Summer 2012 Table of Contents

Safeguarding a Second Chance

MET alumna’s record-setting gift promises perpetual funding for Prison Education Program

| From Giving | By Caitlin Cushman

BU established the Prison Education Program in 1972.

Karin Addison Jack knows that you don’t have to set foot on a college campus to get a quality university education.

The long-distance approach worked fine for Jack (MET’08), who earned a master’s degree in criminal justice online through BU’s Metropolitan College. It also works for inmates at the state prison in Framingham, Mass., where classes are taught by BU instructors. The only all-female correctional facility in Massachusetts, the prison is one of two in the com­monwealth that offer a Boston Uni­versity degree. To ensure the program would not end, in August 2011 Jack set up an endowment of $1.5 million, the largest gift in MET’s history.

BU’s Prison Education Program, established in 1972, offers a Bachelor of Liberal Studies curriculum to select prisoners at Framingham and at the all-male correctional facility in Norfolk. University-sponsored prisoner education is a rarity in today’s economic and political climate, and Jack was surprised to learn that while most universities had cut similar programs, BU has continued funding the Prison Education Program from its own operating budget.

Listing:
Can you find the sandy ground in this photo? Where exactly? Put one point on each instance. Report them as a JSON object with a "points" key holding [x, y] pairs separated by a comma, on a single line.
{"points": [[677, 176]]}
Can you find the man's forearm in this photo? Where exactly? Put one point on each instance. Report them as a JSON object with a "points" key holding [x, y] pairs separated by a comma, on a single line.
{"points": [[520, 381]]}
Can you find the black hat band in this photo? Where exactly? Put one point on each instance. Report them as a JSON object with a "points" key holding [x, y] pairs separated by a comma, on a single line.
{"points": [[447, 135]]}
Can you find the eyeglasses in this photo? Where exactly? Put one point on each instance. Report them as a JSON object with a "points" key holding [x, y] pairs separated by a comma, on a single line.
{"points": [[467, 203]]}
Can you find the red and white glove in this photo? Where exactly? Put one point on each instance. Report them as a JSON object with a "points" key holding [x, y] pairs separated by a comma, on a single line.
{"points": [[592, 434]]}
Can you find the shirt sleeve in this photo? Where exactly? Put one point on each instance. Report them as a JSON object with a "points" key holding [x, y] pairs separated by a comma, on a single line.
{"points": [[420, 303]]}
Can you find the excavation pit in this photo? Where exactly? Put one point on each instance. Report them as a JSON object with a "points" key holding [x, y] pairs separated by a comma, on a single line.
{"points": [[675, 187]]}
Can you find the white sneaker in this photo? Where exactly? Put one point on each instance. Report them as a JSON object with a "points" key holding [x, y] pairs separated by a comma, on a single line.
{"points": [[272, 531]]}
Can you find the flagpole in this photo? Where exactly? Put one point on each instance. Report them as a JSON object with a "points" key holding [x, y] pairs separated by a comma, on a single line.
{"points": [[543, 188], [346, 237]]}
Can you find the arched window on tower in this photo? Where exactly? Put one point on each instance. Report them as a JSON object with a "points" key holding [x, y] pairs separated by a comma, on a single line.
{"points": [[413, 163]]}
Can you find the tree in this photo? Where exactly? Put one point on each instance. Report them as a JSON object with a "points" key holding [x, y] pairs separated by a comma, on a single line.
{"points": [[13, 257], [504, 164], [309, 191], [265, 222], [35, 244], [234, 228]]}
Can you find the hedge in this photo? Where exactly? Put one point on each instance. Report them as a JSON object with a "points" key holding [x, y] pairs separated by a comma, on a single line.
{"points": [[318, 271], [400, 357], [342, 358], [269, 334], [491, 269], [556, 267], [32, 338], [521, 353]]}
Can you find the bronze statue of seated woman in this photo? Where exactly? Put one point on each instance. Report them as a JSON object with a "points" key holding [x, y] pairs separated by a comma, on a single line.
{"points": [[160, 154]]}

Work instructions:
- A) Could you reproduce the records word for word, from the line containing "Can you find the bronze" through the last line of the records, with both ends included?
- B) Can you carry on the article about the Prison Education Program gift past its final sentence?
The records have no connection to the article about BU's Prison Education Program.

Results of the exercise:
- A)
Can you find the bronze statue of seated woman in this photo? Where exactly? Put one point on each instance. Report them as a JSON object with a "points" key holding [x, y] pairs separated by a comma, on a single line.
{"points": [[160, 154]]}

- B)
“During my graduate studies at BU,” Jack says, “I found myself focusing on the topic of female offenders and the issues particular to women who become involved in the criminal justice system.” The Prison Education Program at Framingham provided a concrete way for her not only to get more involved, but also to make a dif­ference for those female offenders by supporting one of what she calls “the last remaining programs of its kind to survive budget cuts and the antiprisoner zeitgeist of the past few decades.”

When MET Dean Jay Halfond spoke with her about the program, Jack found its credentials “beyond what was necessary to warrant an endow­ment and a guarantee of perpetual funding.” She accepted Halfond’s proposal to create the Addison Female Prisoners Education Fund at Boston University, which would underwrite the entire operating expenses for the women’s program.

“I was pleased with how immedi­ately she shared my passion for this program,” Halfond says. “She instantly understood how special this was, how committed our faculty are to prison teaching, and how meaningful and precious this opportunity is for incarcerated students.”

“Not many people choose to give to prisoner education,” says Jenifer Drew, director of the Prison Education Program. But it doesn’t surprise her that Jack would want to do something so unique. “Karin is a real individual, open-minded and adventurous,” Drew says. “She stands out. And when we were ready to visit Framingham, she was ebullient.”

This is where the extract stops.